--- Provided material ---

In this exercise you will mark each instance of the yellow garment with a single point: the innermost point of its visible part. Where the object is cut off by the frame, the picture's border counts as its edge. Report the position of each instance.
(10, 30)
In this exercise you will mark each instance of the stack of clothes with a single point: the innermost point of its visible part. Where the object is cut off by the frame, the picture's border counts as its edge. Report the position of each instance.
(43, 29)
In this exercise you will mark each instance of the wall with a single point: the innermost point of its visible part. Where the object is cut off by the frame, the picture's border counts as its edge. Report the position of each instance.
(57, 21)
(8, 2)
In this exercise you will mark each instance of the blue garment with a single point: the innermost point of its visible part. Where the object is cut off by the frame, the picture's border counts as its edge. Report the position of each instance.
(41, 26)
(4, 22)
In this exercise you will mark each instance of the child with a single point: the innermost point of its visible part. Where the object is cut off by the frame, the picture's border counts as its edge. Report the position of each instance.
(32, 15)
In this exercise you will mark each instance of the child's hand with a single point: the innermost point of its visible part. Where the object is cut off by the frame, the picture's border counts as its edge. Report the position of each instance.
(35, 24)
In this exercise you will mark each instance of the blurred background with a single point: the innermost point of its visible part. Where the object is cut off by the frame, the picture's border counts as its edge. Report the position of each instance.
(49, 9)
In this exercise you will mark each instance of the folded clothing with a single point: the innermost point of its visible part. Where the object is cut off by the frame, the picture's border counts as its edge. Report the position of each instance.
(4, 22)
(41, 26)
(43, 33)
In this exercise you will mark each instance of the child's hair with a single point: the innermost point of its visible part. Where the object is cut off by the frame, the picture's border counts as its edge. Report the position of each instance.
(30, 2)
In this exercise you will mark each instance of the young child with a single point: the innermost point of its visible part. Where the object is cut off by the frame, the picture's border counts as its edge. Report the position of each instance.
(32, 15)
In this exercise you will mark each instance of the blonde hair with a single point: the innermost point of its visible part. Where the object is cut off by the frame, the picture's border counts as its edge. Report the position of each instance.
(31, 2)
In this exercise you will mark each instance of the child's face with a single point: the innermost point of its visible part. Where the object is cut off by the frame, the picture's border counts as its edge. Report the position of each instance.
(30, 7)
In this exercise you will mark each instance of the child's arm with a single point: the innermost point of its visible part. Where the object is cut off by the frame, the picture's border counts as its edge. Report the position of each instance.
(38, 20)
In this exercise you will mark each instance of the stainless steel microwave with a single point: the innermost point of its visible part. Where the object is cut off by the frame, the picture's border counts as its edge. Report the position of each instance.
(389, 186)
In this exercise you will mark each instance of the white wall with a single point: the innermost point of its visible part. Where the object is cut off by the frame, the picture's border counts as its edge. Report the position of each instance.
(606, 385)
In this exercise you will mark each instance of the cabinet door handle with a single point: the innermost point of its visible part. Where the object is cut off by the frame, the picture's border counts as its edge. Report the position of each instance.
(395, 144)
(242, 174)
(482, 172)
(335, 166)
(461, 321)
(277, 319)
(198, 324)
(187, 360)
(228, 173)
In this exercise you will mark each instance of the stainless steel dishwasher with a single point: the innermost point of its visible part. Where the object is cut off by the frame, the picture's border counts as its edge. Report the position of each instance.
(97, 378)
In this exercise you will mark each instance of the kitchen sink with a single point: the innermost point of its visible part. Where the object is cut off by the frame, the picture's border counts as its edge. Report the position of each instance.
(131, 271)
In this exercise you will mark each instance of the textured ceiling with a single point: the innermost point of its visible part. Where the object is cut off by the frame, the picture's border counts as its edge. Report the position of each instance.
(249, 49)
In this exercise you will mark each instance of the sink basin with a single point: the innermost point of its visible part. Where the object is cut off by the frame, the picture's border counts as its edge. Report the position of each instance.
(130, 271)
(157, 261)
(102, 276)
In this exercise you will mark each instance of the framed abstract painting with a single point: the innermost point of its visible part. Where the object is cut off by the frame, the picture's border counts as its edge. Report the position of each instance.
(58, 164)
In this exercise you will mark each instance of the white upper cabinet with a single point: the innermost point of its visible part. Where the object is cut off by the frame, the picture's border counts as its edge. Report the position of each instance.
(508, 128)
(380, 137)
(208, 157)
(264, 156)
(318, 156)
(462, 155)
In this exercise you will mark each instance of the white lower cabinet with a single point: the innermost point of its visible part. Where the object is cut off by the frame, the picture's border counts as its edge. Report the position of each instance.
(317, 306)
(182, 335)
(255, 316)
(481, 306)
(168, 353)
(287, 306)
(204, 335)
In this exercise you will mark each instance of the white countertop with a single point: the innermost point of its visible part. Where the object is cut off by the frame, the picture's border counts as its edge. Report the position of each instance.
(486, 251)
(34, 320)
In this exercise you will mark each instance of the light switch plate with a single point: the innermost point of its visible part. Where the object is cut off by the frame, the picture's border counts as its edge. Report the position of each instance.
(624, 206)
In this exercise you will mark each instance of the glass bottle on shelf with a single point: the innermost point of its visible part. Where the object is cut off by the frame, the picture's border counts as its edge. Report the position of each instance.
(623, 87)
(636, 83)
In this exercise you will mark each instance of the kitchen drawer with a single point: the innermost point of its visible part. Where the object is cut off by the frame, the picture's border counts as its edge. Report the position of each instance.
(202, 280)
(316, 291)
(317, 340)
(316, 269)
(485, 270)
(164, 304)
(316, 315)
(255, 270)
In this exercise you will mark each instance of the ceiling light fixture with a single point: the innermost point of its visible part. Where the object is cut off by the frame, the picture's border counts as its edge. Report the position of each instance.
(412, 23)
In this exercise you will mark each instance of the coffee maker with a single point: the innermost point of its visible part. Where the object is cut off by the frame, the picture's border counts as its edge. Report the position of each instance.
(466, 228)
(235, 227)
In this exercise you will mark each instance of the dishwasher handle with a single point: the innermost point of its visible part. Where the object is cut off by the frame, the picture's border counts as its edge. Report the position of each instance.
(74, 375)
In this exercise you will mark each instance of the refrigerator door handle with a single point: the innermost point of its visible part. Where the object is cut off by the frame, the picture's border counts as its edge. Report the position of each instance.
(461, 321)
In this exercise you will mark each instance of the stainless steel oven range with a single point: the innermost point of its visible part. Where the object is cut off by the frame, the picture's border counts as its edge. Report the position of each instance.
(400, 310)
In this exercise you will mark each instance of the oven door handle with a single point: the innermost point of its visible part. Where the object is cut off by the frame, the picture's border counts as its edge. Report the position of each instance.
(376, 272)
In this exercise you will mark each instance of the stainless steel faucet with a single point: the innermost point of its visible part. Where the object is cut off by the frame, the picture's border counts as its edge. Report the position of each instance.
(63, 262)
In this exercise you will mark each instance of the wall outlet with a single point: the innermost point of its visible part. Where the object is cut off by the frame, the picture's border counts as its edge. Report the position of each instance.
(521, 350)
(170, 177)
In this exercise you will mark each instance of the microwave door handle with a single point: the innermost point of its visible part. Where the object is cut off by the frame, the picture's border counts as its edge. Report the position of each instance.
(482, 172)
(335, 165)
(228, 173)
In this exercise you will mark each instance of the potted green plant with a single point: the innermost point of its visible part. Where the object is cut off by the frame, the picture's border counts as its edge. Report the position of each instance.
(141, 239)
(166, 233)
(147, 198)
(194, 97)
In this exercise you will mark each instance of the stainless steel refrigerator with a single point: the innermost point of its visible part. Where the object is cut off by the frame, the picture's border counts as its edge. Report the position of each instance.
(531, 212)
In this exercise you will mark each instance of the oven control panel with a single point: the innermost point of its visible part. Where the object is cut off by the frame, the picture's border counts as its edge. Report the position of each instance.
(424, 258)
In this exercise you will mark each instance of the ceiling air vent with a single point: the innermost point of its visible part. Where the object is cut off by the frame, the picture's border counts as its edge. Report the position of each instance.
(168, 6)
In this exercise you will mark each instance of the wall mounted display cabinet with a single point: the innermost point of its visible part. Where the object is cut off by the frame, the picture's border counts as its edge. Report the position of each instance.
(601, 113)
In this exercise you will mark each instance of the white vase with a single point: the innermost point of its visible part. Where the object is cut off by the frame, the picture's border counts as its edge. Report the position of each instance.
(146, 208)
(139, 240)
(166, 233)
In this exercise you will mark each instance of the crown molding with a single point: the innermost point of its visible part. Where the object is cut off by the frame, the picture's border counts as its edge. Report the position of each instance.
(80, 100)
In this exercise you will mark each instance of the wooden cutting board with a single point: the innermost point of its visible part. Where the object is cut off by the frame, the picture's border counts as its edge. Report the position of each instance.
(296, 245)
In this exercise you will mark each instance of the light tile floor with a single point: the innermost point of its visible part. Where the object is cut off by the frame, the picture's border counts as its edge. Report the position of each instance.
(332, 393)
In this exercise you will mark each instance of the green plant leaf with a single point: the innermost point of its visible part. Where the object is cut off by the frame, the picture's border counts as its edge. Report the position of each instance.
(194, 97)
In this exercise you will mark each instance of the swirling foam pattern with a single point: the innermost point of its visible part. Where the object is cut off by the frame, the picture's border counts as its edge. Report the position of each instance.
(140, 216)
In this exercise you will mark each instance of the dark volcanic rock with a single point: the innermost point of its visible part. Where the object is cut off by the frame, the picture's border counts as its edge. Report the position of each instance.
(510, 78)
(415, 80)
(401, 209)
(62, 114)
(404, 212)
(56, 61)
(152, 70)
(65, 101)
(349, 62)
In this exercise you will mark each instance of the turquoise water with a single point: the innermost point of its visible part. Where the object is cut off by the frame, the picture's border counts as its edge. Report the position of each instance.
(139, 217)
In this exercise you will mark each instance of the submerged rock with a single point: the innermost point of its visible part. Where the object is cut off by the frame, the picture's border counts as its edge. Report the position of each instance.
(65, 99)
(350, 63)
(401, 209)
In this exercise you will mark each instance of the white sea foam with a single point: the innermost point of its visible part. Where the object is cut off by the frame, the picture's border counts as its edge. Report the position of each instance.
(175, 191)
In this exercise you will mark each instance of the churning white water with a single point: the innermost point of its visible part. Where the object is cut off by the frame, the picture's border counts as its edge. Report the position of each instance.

---

Rewrite everything from the line containing "In this exercise you will mark each instance of the dark" down to the end of the listing, keeping the requests. Multiply each point coordinate in the answers by 0.8 and round it to a whole number, rounding halves up.

In this exercise you will mark each instance of the dark volcanic rock with a single point: the innermost point of its visible part. Where the object is cut off by the frame, the picture's border counts as its edge. Report the position of each instance.
(408, 62)
(332, 64)
(321, 167)
(50, 91)
(323, 170)
(45, 49)
(122, 56)
(52, 81)
(279, 50)
In this exercise you will mark each instance of the turquoise water with a single point: the innermost point of its visible part. Where the object is cut off by the frame, the picture's border counts as its edge. Report the position of each instance.
(111, 174)
In this exercise you will mark each instance of the submerged rock with a single point: the innermost point of its visible part. Where the object is cut off by the frame, the picture's border counts as its edge. Report the position of each instance.
(52, 79)
(280, 50)
(321, 167)
In this exercise you will mark each instance of the white sea foam with a single point: the innermost point of its visible part. Where the object is cut off by the frame, the picture's border counts as its edge. Report the position of each instance.
(140, 153)
In this exercise you will mark each instance of the churning white water with a single point: the innermost point of its visible part. Where the object is cut off by the frame, the picture's border counts as its edge. Report the position of each instance.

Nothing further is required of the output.